| Your instructions |
Starting with the line that contains "the white pickup", set down each line through the end of the entries below, exactly and with nothing added.

⁂

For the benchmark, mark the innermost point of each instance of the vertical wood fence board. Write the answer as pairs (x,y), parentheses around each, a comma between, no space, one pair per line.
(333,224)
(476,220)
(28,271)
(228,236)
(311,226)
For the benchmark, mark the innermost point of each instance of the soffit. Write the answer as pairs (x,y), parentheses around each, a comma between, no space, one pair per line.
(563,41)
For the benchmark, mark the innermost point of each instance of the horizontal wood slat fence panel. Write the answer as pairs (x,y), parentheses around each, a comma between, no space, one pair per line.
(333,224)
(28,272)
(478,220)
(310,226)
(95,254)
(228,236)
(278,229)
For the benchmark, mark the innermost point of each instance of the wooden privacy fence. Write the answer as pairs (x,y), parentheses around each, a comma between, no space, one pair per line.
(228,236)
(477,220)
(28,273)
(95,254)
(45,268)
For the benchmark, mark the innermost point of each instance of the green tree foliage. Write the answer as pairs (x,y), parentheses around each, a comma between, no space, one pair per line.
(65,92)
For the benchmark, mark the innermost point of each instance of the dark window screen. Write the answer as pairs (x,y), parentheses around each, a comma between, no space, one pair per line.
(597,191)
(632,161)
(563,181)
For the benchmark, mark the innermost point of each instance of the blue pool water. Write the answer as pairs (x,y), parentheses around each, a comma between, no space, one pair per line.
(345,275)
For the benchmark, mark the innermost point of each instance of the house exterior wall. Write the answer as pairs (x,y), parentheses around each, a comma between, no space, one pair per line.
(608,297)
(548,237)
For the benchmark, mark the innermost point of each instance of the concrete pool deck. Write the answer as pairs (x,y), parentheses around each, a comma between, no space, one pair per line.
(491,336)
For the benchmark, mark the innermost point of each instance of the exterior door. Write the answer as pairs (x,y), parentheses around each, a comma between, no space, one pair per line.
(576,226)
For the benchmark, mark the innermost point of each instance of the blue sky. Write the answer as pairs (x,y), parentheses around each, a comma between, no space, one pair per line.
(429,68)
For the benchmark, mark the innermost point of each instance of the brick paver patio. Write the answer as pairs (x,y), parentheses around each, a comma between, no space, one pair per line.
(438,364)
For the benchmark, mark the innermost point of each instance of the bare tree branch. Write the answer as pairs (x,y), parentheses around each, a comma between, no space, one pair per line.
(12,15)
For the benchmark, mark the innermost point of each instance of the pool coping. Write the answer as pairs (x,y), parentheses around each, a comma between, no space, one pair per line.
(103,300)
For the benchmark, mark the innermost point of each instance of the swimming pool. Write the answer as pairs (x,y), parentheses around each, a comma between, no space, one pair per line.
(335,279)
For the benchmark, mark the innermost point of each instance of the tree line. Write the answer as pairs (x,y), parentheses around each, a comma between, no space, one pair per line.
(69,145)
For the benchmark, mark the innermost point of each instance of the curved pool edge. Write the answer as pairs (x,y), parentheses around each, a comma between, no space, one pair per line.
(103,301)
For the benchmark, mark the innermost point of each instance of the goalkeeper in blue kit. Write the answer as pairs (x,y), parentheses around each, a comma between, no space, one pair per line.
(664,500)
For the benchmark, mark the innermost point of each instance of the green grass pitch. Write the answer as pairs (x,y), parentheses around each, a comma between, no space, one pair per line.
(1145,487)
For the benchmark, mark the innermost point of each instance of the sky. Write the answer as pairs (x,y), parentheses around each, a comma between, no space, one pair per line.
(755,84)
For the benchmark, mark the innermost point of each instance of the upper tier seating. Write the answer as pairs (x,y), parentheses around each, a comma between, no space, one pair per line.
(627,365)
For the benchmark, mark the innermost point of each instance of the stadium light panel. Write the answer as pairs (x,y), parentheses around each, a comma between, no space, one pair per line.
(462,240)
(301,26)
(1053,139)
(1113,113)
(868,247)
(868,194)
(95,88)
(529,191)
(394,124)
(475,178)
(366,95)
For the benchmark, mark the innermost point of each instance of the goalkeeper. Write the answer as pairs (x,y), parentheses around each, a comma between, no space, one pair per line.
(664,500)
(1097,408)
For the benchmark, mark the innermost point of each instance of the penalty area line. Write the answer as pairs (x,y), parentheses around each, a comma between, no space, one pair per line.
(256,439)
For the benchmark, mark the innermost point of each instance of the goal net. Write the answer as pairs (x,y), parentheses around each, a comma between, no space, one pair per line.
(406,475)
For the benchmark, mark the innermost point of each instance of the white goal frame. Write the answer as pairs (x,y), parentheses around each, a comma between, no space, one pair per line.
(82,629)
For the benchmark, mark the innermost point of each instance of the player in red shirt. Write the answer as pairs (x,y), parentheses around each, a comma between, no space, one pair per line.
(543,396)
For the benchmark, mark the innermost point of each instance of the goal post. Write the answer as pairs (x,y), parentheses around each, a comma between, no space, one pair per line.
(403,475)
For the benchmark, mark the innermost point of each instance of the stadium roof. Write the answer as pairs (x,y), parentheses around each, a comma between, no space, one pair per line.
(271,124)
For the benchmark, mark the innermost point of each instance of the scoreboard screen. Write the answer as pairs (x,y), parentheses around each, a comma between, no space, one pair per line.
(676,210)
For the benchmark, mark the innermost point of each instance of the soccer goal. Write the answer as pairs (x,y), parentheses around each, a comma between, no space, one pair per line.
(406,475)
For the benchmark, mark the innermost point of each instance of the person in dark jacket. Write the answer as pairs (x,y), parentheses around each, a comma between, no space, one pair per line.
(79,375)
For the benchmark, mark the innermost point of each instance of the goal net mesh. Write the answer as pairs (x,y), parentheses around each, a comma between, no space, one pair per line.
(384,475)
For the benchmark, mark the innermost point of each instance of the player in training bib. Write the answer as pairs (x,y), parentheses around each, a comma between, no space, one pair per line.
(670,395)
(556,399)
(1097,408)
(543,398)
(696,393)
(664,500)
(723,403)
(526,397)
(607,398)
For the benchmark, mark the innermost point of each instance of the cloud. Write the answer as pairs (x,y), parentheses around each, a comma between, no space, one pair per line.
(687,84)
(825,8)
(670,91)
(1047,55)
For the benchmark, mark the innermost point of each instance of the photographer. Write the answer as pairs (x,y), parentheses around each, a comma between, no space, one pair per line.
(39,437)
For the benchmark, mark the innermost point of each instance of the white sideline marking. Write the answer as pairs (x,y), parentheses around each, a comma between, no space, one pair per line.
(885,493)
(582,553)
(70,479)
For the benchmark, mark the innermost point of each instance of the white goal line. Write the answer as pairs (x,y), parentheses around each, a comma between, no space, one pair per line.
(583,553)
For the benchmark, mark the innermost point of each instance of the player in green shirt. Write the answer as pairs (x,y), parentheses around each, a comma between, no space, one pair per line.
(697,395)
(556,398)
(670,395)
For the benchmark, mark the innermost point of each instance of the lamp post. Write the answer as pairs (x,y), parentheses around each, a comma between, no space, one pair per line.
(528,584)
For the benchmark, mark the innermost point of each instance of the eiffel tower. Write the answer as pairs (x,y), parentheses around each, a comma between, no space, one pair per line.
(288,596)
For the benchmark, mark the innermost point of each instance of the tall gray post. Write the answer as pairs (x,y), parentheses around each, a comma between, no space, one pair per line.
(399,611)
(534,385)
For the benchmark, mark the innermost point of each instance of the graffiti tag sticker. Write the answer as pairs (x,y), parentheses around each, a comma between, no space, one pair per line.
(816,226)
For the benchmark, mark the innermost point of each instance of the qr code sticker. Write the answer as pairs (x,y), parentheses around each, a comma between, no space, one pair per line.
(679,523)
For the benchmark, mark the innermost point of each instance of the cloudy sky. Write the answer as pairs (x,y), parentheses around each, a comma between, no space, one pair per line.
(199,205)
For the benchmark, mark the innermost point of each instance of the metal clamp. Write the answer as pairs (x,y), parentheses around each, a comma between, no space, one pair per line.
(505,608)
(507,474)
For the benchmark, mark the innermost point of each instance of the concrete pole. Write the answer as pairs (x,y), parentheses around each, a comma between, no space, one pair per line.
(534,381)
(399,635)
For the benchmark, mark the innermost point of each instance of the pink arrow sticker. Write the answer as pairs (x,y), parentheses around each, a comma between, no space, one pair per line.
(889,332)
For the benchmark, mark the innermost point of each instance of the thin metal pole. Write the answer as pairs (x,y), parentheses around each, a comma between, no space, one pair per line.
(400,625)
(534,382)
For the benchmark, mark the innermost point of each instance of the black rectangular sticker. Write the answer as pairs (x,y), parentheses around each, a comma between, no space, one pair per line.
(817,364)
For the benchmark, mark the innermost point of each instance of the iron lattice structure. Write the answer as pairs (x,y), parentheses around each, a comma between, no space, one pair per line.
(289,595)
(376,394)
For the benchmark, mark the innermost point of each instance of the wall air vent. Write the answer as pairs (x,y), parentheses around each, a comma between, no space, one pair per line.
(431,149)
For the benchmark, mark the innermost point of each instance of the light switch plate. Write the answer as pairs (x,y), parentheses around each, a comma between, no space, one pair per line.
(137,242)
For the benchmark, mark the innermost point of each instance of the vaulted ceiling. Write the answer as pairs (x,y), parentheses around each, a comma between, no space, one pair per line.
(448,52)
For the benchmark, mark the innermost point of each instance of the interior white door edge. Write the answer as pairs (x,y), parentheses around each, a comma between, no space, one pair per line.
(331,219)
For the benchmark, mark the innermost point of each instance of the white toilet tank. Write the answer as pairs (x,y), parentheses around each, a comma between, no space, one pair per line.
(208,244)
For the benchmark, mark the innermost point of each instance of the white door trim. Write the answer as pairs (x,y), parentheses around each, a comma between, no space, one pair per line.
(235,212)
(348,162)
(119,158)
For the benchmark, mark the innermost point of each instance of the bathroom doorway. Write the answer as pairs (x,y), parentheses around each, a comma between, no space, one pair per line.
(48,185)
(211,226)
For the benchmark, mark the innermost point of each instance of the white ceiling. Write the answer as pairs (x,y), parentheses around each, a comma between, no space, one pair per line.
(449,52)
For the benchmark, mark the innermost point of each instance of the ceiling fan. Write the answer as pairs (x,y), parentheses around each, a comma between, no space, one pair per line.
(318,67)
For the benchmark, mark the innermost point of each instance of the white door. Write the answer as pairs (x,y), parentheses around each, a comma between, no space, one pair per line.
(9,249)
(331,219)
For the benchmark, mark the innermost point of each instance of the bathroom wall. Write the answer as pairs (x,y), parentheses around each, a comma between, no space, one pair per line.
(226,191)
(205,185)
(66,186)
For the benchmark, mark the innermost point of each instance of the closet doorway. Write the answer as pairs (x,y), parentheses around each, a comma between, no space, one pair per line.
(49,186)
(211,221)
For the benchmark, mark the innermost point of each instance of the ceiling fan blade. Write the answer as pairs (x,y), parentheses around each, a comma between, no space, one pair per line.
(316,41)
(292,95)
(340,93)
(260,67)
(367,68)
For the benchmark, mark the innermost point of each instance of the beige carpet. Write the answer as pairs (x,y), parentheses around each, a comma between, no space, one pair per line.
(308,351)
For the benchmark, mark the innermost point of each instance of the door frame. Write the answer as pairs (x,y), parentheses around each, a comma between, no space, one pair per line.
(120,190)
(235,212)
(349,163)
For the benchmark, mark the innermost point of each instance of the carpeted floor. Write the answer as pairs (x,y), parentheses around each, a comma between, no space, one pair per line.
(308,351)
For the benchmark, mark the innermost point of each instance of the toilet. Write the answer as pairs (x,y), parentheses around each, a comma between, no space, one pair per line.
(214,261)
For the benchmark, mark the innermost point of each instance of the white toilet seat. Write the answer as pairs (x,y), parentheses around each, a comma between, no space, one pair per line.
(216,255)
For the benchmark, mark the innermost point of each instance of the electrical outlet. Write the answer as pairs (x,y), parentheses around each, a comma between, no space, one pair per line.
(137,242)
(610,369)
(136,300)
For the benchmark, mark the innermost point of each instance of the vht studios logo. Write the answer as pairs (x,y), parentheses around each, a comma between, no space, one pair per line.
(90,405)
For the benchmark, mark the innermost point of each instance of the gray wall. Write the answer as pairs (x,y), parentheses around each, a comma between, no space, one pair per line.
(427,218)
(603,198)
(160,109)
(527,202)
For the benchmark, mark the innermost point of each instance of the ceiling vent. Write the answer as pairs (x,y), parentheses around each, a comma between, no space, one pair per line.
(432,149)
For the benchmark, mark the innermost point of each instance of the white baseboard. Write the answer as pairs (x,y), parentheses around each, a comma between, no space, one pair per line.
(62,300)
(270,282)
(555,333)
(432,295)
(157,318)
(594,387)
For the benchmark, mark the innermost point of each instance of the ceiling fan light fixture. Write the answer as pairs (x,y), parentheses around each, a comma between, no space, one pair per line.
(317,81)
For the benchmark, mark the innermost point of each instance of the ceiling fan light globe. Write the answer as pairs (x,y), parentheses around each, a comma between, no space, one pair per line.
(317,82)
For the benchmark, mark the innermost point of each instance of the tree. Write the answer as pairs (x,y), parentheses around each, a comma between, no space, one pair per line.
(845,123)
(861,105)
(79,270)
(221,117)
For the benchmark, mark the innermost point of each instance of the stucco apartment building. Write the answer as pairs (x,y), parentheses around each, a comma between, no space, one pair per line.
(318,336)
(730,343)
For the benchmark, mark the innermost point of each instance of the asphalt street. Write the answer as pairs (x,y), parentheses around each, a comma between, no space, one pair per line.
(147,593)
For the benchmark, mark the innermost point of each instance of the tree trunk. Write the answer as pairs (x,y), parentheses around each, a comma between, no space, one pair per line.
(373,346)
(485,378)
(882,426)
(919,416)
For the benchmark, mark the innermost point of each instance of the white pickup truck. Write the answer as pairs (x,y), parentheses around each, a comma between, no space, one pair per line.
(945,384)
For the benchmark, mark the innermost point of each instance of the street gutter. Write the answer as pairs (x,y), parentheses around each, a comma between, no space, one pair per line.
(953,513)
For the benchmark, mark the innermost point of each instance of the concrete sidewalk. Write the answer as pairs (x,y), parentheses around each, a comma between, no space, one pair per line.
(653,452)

⁂

| Written solution |
For the benchmark, mark the innermost point of each instance of the white pickup truck. Write the answer as pairs (x,y), parentheses around each, a comma between, no space, one pair per line.
(945,384)
For the benchmark, mark the innermost point of each instance of the street gutter. Write the answer as pairs (x,y), parentheses around each, a comma between, no space, one pair per line.
(953,513)
For the benchmark, mark the innermost point of each instance of the concrete sidewalk. Write the answer as pairs (x,y), parentheses around each, a comma between, no space, one pair per line.
(653,452)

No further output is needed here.